Your instructions
Nothing may be dropped or altered: reproduce all the data.

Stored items
================

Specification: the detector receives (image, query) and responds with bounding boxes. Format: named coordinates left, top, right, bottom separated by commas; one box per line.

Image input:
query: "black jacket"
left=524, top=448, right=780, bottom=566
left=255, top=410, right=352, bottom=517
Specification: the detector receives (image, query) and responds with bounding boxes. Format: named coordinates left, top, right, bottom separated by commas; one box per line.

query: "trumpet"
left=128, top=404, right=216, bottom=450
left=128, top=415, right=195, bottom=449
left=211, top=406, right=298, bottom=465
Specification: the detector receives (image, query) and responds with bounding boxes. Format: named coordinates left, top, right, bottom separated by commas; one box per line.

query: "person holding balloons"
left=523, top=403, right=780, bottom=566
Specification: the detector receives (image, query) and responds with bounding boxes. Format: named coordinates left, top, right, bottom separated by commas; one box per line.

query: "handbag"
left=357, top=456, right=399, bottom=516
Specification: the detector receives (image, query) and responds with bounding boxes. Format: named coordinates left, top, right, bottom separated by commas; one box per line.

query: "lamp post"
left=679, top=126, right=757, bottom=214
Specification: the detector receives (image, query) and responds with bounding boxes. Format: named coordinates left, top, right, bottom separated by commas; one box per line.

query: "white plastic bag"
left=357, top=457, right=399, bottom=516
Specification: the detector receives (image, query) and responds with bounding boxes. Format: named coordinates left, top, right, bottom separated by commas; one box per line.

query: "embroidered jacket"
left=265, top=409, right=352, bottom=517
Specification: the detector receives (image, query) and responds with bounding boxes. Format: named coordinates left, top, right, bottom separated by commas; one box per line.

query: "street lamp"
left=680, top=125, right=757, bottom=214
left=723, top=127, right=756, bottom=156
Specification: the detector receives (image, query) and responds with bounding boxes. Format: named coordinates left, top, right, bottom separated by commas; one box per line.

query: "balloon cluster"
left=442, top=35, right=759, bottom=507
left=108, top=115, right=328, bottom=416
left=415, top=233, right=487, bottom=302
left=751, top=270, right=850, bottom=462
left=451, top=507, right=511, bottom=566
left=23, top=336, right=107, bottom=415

================

Your response
Specification: the detector receives (image, query) and responds with bounding boxes. Format: named coordinates left, top, right, bottom separated by commas; one box per line.

Image input:
query: "black jacket"
left=524, top=448, right=780, bottom=566
left=255, top=410, right=352, bottom=517
Specification: the detector receives (image, query) and responds with bounding boxes. Format: named coordinates left, top, right, bottom separated by commas; one box per line.

query: "trumpet"
left=128, top=404, right=216, bottom=450
left=128, top=415, right=195, bottom=449
left=211, top=406, right=298, bottom=465
Specification: the detector receives (image, query) and responds with bounding boxes. Format: named coordinates left, top, right, bottom separated by commas; one box per line.

query: "person holding balloons"
left=523, top=403, right=780, bottom=566
Specification: the detector receives (image, query) and responds with bounding boxes. Format: named coordinates left, top, right, bottom separated by commas; one box per line.

query: "handbag"
left=357, top=456, right=399, bottom=516
Specification: the detector receives (image, query) and responds with bounding boxes. Format: named coordinates left, top, right, bottom separated by commas; one box per line.

query: "lamp post"
left=679, top=126, right=757, bottom=214
Specification: the detector receives (image, query) and responds with bounding boxes. Format: named coordinates left, top, right, bottom separated by commas; one box per line.

query: "white plastic bag"
left=357, top=457, right=399, bottom=516
Specification: the detector receives (image, query) and responds with bounding boxes. Format: named coordinates left, top, right, bottom separated by commas; one box per line.

query: "embroidered jacket"
left=265, top=409, right=352, bottom=517
Specification: the detector receives (image, query) and responds with bounding boxes. Format: named coordinates left, top, right, bottom separated by commas; one box per line.

query: "street lamp"
left=680, top=125, right=757, bottom=214
left=723, top=127, right=756, bottom=156
Specification: the detector receives (image, query) and responds with bounding boxes. Format: named coordinates left, top, right, bottom separated by commas; one box per line.

query: "balloon cluster"
left=442, top=35, right=759, bottom=507
left=108, top=115, right=328, bottom=416
left=415, top=233, right=487, bottom=302
left=751, top=270, right=850, bottom=462
left=451, top=507, right=511, bottom=566
left=23, top=336, right=107, bottom=415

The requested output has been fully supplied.